*GOAL OF THE EXERCISE*: Each line below must be reproduced exactly, though the pictures are to be dropped.

(Point localization data)
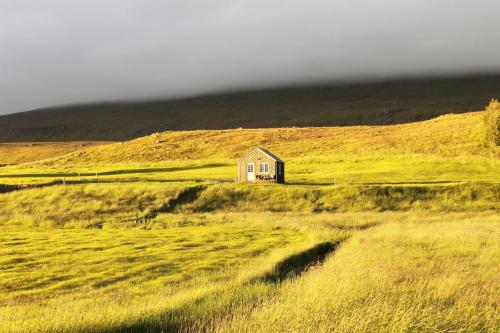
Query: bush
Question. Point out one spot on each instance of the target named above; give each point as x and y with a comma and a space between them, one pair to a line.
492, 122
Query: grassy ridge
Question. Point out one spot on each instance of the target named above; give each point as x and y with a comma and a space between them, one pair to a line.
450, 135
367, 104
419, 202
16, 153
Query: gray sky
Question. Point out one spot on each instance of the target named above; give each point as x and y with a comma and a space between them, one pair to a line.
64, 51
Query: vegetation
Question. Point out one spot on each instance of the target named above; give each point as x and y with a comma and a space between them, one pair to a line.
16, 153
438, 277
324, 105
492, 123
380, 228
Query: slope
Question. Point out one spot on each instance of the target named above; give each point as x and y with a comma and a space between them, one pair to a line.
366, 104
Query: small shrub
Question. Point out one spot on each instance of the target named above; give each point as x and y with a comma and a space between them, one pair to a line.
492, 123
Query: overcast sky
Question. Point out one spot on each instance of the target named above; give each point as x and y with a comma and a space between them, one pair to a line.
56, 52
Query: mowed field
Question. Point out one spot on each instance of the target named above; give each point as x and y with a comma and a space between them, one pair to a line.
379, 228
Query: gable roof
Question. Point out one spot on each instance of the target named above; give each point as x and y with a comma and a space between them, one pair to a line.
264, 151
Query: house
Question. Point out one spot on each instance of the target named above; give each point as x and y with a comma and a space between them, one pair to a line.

*WRITTEN SOLUTION*:
Query: bush
Question. Point out one spot on each instance of the target named above; give each point as x and y with a comma and a space between them, one pair to a line.
492, 122
Query: grassy ridge
Question. Point out one spot on each instance of the target named above; give each point as x and y with a comma and a space between them, one pair to a line.
450, 135
367, 104
419, 202
16, 153
Query: gray sky
Question. Point out one spot on each instance of the target named above; give each point as x and y with a comma and a space between them, one pair to a line.
64, 51
Query: vegetation
Question. Point out one spot on each instance of the target named above; give each point as x and y with a comma and a space between them, one pair to a line.
16, 153
438, 277
324, 105
492, 123
380, 228
Query: slope
Question. Point out one spot on each instance of the target named above; give each point as x and y with a comma and a space between them, one pair to a line.
366, 104
Query: small shrub
Question. Point out one spot on each instance of the target named above; give each point as x and y with a comma and a space between them, one pair to a line.
492, 123
Query: overcast sky
Question. Point out one spot on each instance of the target named above; give each point as x and y with a comma and a space between them, one pair to a line.
56, 52
Query: mowed field
Question. Point out one spot on each instance of the target named above; give each point as x and y with a comma and a space between them, one pair to a line.
379, 228
Query: gable roof
Question. Point out one spot on each instance of the target named above; give each point as x and y with a comma and a space between them, one pair to a line.
264, 151
Query: house
Question. Point out one spot on each instance of the target named above; give each point as x and y with a comma and a space between them, one pair to a line.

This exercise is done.